- **Study questions**:
A) Copy out the email header analyser page word for word, from "How it works" up to and including "shown to you.".
B) Write the next part of the email header analyser page, picking up after its final sentence.

- **Given passage**:

━━━━━━━━━━━━━━━━━━━━

Email Header Analyser
Paste the raw headers from any email to parse the delivery path, authentication results and message metadata.
| Header | Value |
|---|
About the Email Header Analyser
Email headers contain the full delivery path a message took to reach your inbox, including every server it passed through, the authentication checks it underwent, and timestamps for each hop. Reading raw headers by eye is tedious and easy to misread, especially the authentication results buried in the middle. This tool parses pasted email headers and presents the SPF, DKIM, and DMARC authentication results, the delivery path, and timing in a readable format, useful for diagnosing why a message was flagged as spam or delayed.
How it works
Paste the full raw headers from an email, most mail clients have a "view source" or "show original" option that reveals them, and DNSbyte parses the content directly in your browser. The tool extracts the Received chain to show each server hop in order, reads the Authentication-Results header to report SPF, DKIM, and DMARC pass or fail status, and surfaces key fields like the sending server, originating IP, and any delay between hops.
Nothing is sent to DNSbyte's servers for processing beyond what any standard form submission requires, the header text you paste is used only to generate the result shown to you.
Frequently asked questions
Where do I find the raw headers for an email?
Most webmail and desktop clients have an option for this, often labelled "show original", "view source", or found in a message's right-click or three-dot menu. The exact wording varies by provider but it is usually within a couple of clicks of the message itself.
What does it mean if SPF passes but DKIM fails?

━━━━━━━━━━━━━━━━━━━━

- **Data for review**:

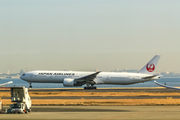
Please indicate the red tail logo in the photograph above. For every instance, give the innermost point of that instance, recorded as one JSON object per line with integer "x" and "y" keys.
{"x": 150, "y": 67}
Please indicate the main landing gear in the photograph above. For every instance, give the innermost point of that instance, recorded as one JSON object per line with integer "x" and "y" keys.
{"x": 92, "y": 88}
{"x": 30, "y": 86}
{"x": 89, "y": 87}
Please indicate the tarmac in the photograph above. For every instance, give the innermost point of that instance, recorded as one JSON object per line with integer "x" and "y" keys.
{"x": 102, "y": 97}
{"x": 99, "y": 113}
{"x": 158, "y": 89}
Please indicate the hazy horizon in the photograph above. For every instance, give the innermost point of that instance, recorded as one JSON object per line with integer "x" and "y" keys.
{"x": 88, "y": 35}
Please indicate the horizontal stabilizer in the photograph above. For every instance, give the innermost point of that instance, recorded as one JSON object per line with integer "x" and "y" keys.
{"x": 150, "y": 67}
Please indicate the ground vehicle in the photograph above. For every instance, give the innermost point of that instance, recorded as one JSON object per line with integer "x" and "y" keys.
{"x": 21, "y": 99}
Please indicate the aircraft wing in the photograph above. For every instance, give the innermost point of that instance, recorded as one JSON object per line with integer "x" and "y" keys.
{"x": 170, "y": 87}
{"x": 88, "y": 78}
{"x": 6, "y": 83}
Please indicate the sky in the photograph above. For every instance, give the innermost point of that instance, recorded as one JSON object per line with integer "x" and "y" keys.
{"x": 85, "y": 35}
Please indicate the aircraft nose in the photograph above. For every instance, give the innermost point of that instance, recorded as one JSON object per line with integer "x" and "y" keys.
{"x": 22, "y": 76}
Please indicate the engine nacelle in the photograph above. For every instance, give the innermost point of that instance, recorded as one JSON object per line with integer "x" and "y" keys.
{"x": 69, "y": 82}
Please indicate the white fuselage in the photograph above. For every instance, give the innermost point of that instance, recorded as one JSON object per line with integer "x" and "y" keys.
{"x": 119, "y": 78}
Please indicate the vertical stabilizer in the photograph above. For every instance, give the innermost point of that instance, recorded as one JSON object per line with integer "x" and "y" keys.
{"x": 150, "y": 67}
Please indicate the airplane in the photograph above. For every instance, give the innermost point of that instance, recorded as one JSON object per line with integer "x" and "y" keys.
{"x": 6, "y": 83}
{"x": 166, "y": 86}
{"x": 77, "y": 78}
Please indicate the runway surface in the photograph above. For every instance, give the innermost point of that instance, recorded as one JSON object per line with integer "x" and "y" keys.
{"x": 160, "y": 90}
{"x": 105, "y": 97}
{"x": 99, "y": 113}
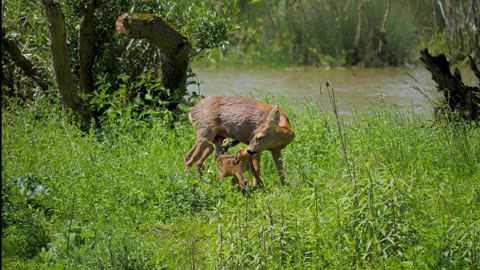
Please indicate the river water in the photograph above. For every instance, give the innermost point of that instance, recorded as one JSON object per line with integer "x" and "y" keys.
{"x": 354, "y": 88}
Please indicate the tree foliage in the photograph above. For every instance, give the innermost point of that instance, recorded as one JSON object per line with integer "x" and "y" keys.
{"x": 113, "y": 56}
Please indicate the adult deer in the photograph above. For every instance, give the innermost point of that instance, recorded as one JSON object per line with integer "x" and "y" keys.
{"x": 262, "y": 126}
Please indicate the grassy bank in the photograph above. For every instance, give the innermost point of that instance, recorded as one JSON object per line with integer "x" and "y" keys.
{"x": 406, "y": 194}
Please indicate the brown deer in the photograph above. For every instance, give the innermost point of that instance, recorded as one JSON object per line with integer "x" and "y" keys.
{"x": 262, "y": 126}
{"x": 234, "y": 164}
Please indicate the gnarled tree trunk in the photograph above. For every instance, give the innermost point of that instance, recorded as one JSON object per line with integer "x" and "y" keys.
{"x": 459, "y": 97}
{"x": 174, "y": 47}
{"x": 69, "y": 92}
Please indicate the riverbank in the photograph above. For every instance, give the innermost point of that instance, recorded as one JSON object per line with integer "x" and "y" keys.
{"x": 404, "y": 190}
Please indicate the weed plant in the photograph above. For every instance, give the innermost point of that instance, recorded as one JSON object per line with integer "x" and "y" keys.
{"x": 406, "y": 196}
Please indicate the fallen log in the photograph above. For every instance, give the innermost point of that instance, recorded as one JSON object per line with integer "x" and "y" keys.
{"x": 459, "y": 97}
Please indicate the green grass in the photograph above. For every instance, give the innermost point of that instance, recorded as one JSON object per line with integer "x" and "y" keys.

━━━━━━━━━━━━━━━━━━━━

- **Solved tasks**:
A)
How it works
Paste the full raw headers from an email, most mail clients have a "view source" or "show original" option that reveals them, and DNSbyte parses the content directly in your browser. The tool extracts the Received chain to show each server hop in order, reads the Authentication-Results header to report SPF, DKIM, and DMARC pass or fail status, and surfaces key fields like the sending server, originating IP, and any delay between hops.
Nothing is sent to DNSbyte's servers for processing beyond what any standard form submission requires, the header text you paste is used only to generate the result shown to you.

B)
This usually means the sending server was authorised to send on behalf of the domain, but the message's cryptographic signature did not validate, possibly because the message was modified in transit, such as by a mailing list or forwarding service that altered the content.
Why are there multiple Received headers and which one matters most?
Each Received header represents one hop the message took between mail servers, added by each server in the order it passed through, with the most recent hop at the top. The bottom-most Received header is typically closest to the original sending server, which is useful when tracing where a message actually originated.
The headers show a different sending IP than I expected, is that suspicious?
Not necessarily, many legitimate services send email through dedicated outbound mail providers rather than directly from their own infrastructure, so the IP belonging to a third-party mail service is common and expected for businesses using providers like that.
Can I use this to prove an email was spoofed?
It can show you whether SPF, DKIM, and DMARC passed or failed, which is strong supporting evidence, but a complete forensic determination of spoofing usually also involves looking at the full header set together with context only the recipient has.